*EXERCISE INSTRUCTIONS:*
The data must be copied over exactly and in full.

*ENTRIES PROVIDED:*
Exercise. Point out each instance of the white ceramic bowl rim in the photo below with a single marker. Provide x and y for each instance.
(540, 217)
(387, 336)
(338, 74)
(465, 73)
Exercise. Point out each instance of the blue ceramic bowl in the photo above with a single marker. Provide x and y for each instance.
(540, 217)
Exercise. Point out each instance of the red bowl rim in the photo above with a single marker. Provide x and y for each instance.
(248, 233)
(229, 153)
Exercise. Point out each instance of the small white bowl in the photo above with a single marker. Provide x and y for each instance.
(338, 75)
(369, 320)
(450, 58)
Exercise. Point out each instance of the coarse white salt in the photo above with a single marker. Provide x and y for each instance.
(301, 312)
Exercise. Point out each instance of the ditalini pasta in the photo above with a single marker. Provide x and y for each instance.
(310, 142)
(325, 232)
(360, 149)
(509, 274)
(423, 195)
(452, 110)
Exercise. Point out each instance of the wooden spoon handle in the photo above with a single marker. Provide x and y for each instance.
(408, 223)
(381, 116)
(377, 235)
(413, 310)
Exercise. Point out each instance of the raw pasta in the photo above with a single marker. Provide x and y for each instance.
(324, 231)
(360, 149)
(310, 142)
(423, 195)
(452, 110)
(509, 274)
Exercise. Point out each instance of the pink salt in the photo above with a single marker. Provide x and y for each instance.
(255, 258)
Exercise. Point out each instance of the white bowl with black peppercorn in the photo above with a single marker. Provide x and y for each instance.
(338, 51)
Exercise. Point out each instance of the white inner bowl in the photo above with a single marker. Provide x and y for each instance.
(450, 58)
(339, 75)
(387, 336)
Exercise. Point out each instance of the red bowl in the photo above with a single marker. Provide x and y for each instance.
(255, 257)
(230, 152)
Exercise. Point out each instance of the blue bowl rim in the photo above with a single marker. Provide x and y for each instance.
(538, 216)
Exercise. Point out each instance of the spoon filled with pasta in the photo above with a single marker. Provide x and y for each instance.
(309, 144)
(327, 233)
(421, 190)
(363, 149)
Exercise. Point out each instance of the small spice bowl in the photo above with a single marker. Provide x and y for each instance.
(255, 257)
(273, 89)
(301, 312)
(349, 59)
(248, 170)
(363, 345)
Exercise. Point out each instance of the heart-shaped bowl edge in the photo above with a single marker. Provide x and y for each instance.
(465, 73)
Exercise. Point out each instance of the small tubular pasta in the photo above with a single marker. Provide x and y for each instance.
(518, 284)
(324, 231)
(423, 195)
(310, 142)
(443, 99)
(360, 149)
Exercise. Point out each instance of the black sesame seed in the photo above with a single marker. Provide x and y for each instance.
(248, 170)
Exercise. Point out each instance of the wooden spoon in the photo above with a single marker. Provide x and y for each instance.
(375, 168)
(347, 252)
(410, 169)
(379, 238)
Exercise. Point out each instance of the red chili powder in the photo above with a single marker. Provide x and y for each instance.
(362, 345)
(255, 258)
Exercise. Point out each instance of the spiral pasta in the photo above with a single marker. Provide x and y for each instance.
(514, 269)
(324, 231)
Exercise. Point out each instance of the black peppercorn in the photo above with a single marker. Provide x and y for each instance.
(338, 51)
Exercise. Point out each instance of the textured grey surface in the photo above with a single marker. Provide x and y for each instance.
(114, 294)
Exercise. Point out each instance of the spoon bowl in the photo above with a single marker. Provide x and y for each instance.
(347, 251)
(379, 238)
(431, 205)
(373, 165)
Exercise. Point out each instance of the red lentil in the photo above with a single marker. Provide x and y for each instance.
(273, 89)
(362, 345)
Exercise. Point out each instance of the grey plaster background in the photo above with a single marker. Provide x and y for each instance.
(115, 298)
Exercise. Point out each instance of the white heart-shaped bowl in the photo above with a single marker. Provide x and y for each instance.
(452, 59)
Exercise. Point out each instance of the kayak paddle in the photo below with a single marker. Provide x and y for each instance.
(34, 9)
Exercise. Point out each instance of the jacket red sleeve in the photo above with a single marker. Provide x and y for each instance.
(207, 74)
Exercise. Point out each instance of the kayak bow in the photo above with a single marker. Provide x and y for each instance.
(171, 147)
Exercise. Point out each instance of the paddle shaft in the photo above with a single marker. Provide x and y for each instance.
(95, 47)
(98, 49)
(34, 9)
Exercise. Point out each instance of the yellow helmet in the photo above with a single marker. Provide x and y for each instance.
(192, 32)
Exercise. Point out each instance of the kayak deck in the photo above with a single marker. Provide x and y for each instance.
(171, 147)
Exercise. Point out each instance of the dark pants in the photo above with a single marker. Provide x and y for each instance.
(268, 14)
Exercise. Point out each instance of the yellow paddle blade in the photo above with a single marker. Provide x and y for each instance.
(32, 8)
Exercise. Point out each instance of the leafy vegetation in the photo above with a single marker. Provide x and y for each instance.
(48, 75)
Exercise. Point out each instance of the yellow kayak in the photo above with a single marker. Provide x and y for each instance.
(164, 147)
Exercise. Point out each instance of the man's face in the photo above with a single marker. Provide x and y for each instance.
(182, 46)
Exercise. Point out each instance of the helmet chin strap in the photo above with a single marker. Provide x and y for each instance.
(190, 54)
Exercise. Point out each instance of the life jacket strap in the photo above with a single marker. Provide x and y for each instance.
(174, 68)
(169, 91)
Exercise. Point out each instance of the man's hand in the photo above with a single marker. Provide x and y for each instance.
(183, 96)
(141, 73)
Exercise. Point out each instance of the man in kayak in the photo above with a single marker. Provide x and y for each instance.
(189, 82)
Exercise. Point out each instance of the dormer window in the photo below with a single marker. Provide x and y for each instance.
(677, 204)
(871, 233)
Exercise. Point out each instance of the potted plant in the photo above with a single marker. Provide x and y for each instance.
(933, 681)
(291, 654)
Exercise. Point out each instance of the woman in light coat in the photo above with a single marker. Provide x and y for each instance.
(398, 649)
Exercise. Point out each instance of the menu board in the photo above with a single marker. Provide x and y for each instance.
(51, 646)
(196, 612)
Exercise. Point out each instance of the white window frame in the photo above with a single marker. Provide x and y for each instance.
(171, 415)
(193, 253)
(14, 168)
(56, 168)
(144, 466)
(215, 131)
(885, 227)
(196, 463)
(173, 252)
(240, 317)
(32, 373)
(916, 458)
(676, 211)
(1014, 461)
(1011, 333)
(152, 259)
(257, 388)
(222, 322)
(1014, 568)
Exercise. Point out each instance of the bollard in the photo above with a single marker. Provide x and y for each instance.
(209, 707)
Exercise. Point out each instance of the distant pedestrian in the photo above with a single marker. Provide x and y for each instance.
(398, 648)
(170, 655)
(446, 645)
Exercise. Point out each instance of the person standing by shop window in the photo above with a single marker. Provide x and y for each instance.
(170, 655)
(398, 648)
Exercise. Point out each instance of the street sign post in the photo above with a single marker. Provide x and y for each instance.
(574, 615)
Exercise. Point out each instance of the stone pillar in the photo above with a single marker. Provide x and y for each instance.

*OUTPUT:*
Exercise. Point out each instance of the white ceramic bowl rim in the photo below with a single marker. Provide x and y for each instance.
(540, 217)
(387, 336)
(338, 74)
(465, 73)
Exercise. Point out each instance of the blue ceramic bowl in the photo above with a single marker. Provide x and y for each instance.
(540, 217)
Exercise. Point out each instance of the red bowl rim in the photo above with a single marker. Provide x and y for each instance.
(248, 233)
(229, 153)
Exercise. Point out each instance of the small white bowl in the photo above with a single marker. Provide x and y for each instance.
(338, 75)
(369, 320)
(450, 58)
Exercise. Point out each instance of the coarse white salt in the photo above with a single marker. Provide x and y for each instance.
(301, 312)
Exercise. Point out each instance of the ditalini pasta in the photo above with a single marker. Provide x and y for each instance.
(310, 142)
(325, 232)
(360, 149)
(509, 274)
(423, 195)
(452, 110)
Exercise. Point out each instance of the wooden spoon handle in the photo above with a single marker. Provide x and y for each instance.
(408, 223)
(381, 116)
(377, 235)
(413, 310)
Exercise. Point out each instance of the raw pasta in the photo above with a single marker. Provide x and y for each instance.
(324, 231)
(360, 149)
(310, 142)
(423, 195)
(452, 110)
(509, 274)
Exercise. Point out each instance of the pink salt in the photo above with a single marker. Provide x and y for each instance.
(255, 258)
Exercise. Point out each instance of the white bowl with black peppercorn in the photo above with a single marker. Provide x and y for each instance.
(338, 51)
Exercise. Point out each instance of the white inner bowl in the photo above with a single marker. Provide x and y for each instance.
(450, 58)
(339, 75)
(387, 336)
Exercise. Point out each instance of the red bowl in the photo above with a single marker. Provide x and y for each instance.
(255, 257)
(230, 152)
Exercise. Point out each instance of the blue bowl rim in the photo above with a single marker. Provide x and y for each instance.
(538, 216)
Exercise. Point out each instance of the spoon filled with pasta in the photo above with a single marker. Provide x and y for each instance.
(309, 144)
(327, 233)
(421, 190)
(363, 149)
Exercise. Point out each instance of the small spice bowl in the photo above with a single marker. Provide x and y for each instance.
(255, 257)
(273, 89)
(301, 312)
(349, 59)
(248, 170)
(363, 345)
Exercise. Point out each instance of the heart-shaped bowl edge in the photo above with a single marker. Provide x and y for each instance.
(465, 73)
Exercise. Point out each instance of the small tubular pasta in the photo above with a single marker. Provide x and y for each instance.
(518, 284)
(324, 231)
(423, 195)
(310, 142)
(443, 99)
(360, 149)
Exercise. Point out each instance of the black sesame seed in the photo above with a single marker. Provide x and y for each instance.
(248, 170)
Exercise. Point out each instance of the wooden spoon in the photo above with a single marker. Provide x and y for each instance.
(375, 168)
(347, 252)
(410, 169)
(379, 238)
Exercise. Point out each instance of the red chili powder in the photo above with a single marker. Provide x and y for each instance.
(362, 345)
(255, 258)
Exercise. Point out each instance of the spiral pasta in the photo above with a single marker. Provide x and y for each instance.
(514, 269)
(324, 231)
Exercise. Point out each instance of the black peppercorn in the photo above with a single marker. Provide x and y for each instance.
(338, 51)
Exercise. Point out each instance of the textured grey surface in the photo above with a single marker. Provide x and y for each instance.
(114, 294)
Exercise. Point out each instance of the spoon bowl in the photo above with a single marker. Provide x and y for each instance.
(347, 251)
(379, 238)
(431, 205)
(373, 165)
Exercise. Point out each instance of the red lentil in the photo above with a single marker. Provide x and y for each instance.
(273, 89)
(362, 345)
Exercise. Point out each instance of the grey plaster background in the photo above with a single marker. Provide x and y for each instance.
(115, 298)
Exercise. Point out each instance of the white heart-shaped bowl in the photo above with a single marker. Provide x and y for each instance.
(452, 59)
Exercise. Point out each instance of the kayak paddle in the photo below with a single marker. Provide x and y for each instance.
(34, 9)
Exercise. Point out each instance of the jacket red sleeve in the photo above with a single marker. Provide x and y for each instance.
(207, 74)
Exercise. Point out each instance of the kayak bow in the photo above with a single marker. Provide x and y for each instance.
(171, 147)
Exercise. Point out each instance of the paddle shaft in the photo above with a single marker. Provide x and y for each instance.
(95, 47)
(98, 49)
(34, 9)
Exercise. Point out each instance of the yellow helmet in the photo above with a single marker. Provide x and y for each instance.
(192, 32)
Exercise. Point out each instance of the kayak deck in the photo above with a single marker. Provide x and y for each instance.
(171, 147)
Exercise. Point out each instance of the dark pants in the photo above with a single marker. Provide x and y for each instance.
(268, 14)
Exercise. Point out each instance of the yellow paddle blade in the photo above with a single marker. Provide x and y for each instance.
(32, 8)
Exercise. Point out each instance of the leafy vegetation in the photo above with a single marker. Provide x and y for each instance.
(48, 75)
Exercise. Point out each instance of the yellow kayak in the photo above with a single marker. Provide x and y for each instance.
(164, 147)
Exercise. Point out each instance of the man's face in the photo above with a single marker. Provide x and y for each instance.
(182, 46)
Exercise. Point out each instance of the helmet chin strap in the photo above with a single marker. Provide x and y for each instance.
(190, 54)
Exercise. Point out each instance of the life jacket strap in the photo above with a single marker. Provide x and y for each instance.
(174, 68)
(169, 91)
Exercise. Point out each instance of the man's hand in the photo above with a single marker. Provide x and y for each instance.
(183, 96)
(141, 73)
Exercise. Point out each instance of the man in kayak in the photo above with a single marker. Provide x and y for each instance.
(189, 82)
Exercise. Point out each instance of the dormer window in the photo below with a single marker. Provide x and y for each instance.
(677, 204)
(871, 233)
Exercise. Point out each instance of the potted plant in the photo above with a single marker. Provide x and y for each instance.
(933, 681)
(291, 654)
Exercise. Point out each instance of the woman in light coat in the photo above with a single marker. Provide x and y for each instance.
(398, 649)
Exercise. Point out each instance of the menu board in the photo above with a single marker. Provide x and y for each instance.
(51, 646)
(196, 612)
Exercise. Point out each instance of the white window frame in the photo above with a single marker. Provide x and y for each instance.
(171, 415)
(193, 253)
(14, 168)
(56, 168)
(144, 466)
(215, 131)
(885, 227)
(196, 463)
(173, 252)
(240, 317)
(32, 373)
(916, 458)
(676, 211)
(1014, 461)
(1011, 333)
(152, 259)
(257, 388)
(222, 322)
(1014, 568)
Exercise. Point out each instance of the bollard in the photo above with a single marker. Provide x and y for each instance.
(209, 707)
Exercise. Point out each instance of the distant pedestrian in the photo above with a single marker. Provide x and y for each instance.
(398, 648)
(170, 655)
(446, 645)
Exercise. Point out each instance of the person standing by shop window in the photo above with a single marker. Provide x and y for each instance.
(170, 655)
(398, 648)
Exercise. Point out each instance of the street sign post in the photo above with a single marker. Provide x and y for each instance.
(574, 615)
Exercise. Point out each instance of the stone pillar in the photo above with a single marker. Provide x and y for each instance.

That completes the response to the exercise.